ASSIGNMENT »
Could you return every record below exactly as it is written?

Stored data entries
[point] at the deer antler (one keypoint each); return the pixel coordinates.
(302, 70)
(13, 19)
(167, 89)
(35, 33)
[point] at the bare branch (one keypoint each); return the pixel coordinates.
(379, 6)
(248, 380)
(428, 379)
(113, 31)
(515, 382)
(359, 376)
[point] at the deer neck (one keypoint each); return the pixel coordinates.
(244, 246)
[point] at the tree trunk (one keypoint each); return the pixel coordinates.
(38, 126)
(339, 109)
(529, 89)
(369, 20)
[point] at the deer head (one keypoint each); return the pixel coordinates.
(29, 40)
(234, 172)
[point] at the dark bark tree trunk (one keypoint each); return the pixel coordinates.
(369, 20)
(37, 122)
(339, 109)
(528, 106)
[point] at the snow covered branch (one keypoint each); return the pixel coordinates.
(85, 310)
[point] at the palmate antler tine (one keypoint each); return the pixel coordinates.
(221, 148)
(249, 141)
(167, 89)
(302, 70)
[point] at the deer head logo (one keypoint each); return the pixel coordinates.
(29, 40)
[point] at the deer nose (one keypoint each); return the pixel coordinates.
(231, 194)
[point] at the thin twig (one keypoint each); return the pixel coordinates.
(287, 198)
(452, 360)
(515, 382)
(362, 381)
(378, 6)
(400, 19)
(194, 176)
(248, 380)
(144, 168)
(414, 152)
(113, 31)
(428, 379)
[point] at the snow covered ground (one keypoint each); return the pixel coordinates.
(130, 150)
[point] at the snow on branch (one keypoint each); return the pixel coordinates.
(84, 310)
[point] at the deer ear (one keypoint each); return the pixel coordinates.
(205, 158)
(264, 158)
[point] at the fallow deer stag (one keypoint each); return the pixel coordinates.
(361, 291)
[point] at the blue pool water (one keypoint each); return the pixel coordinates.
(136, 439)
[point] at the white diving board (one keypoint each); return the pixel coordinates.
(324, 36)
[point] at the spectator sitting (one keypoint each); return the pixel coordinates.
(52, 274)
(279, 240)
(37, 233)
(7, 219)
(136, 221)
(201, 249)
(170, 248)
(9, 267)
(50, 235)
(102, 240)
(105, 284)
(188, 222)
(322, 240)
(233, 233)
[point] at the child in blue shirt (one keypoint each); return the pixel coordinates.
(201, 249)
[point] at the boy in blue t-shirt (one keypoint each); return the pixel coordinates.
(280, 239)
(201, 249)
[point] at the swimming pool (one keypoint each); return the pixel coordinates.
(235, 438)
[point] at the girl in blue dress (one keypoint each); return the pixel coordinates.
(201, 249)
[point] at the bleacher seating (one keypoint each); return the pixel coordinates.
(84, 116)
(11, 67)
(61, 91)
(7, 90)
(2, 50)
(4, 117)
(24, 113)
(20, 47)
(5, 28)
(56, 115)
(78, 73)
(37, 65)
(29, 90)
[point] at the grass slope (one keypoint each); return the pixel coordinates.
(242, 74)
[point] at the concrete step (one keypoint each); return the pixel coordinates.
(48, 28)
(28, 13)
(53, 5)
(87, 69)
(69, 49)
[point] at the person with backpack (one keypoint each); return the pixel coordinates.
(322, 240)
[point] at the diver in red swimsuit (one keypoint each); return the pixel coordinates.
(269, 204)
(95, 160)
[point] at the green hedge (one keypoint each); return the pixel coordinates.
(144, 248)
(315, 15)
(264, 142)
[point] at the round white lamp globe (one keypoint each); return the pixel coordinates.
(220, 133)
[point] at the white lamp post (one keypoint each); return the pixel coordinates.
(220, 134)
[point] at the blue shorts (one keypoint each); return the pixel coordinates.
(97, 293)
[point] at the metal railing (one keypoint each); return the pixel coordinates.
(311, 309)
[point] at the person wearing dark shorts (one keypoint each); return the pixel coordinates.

OUTPUT BELOW »
[point] at the deer antler (one keypoint each); return the pixel coordinates.
(302, 70)
(13, 19)
(167, 89)
(35, 33)
[point] at the bare branch (one keypoint each); return the pixel coordinates.
(379, 6)
(248, 380)
(428, 379)
(113, 31)
(515, 382)
(359, 376)
[point] at the deer neck (one keypoint each); return the pixel coordinates.
(244, 246)
[point] at the tree trunk (one keypoint each); return the pixel coordinates.
(38, 126)
(339, 109)
(529, 89)
(369, 20)
[point] at the deer head (one keypoint each); return the pixel coordinates.
(29, 40)
(234, 172)
[point] at the dark bark tree trunk (one keypoint each); return the pixel coordinates.
(369, 20)
(37, 122)
(339, 109)
(528, 106)
[point] at the snow covered branch (one keypoint each); return the pixel coordinates.
(85, 310)
[point] at the palmate antler tine (one keypoint each); return the pixel coordinates.
(221, 148)
(249, 141)
(167, 89)
(302, 70)
[point] at the deer head logo (one keypoint each); return the pixel coordinates.
(29, 40)
[point] at the deer nose (one keypoint each); return the pixel coordinates.
(231, 194)
[point] at the thin twig (one keypoint each); return the pixel coordinates.
(287, 198)
(452, 360)
(515, 382)
(362, 381)
(378, 6)
(400, 19)
(194, 176)
(248, 380)
(144, 168)
(414, 152)
(113, 31)
(428, 379)
[point] at the snow covered ground (one keypoint each); return the pixel coordinates.
(130, 150)
[point] at the snow on branch (one keypoint each); return the pixel coordinates.
(84, 310)
[point] at the deer ear (one keypoint each); return the pixel coordinates.
(205, 158)
(264, 158)
[point] at the fallow deer stag (one keypoint each); return the pixel coordinates.
(361, 291)
[point] at the blue pool water (one keypoint each); return the pixel coordinates.
(136, 439)
[point] at the white diving board (one keypoint each); return the pixel coordinates.
(324, 36)
[point] at the spectator sitting (one keypoint each); return the pixel coordinates.
(52, 274)
(279, 240)
(37, 233)
(7, 219)
(136, 221)
(201, 249)
(170, 248)
(9, 267)
(50, 235)
(102, 240)
(105, 284)
(188, 222)
(322, 240)
(233, 233)
[point] at the child in blue shirt (one keypoint each); return the pixel coordinates.
(201, 249)
[point] at the boy in blue t-shirt (one keypoint each); return the pixel coordinates.
(280, 239)
(201, 249)
[point] at the swimming pool (one keypoint each); return the pixel coordinates.
(235, 438)
[point] at the girl in blue dress (one keypoint each); return the pixel coordinates.
(201, 249)
[point] at the bleacher seating (one keypoint each); return the pixel coordinates.
(84, 116)
(11, 67)
(61, 91)
(7, 90)
(2, 50)
(4, 117)
(24, 113)
(20, 47)
(5, 28)
(56, 115)
(78, 73)
(37, 65)
(29, 90)
[point] at the grass slope (one keypoint each); return the pixel coordinates.
(242, 74)
[point] at the concrete step (one keypoint each); return the pixel coordinates.
(48, 28)
(28, 13)
(53, 5)
(87, 69)
(69, 49)
[point] at the person with backpack (one keypoint each); return the pixel coordinates.
(322, 240)
[point] at the diver in red swimsuit (one keypoint each); return the pixel coordinates.
(269, 204)
(95, 160)
[point] at the green hedge (one keypoint each); return the pixel coordinates.
(144, 248)
(315, 15)
(264, 142)
[point] at the round white lamp globe (one keypoint each); return the pixel coordinates.
(220, 133)
[point] at the white lamp post (one keypoint each); return the pixel coordinates.
(220, 134)
[point] at the blue shorts (one keypoint each); return the pixel coordinates.
(97, 293)
[point] at the metal railing (one keypoint each); return the pixel coordinates.
(311, 309)
[point] at the person wearing dark shorts (one keypoint each); return the pixel coordinates.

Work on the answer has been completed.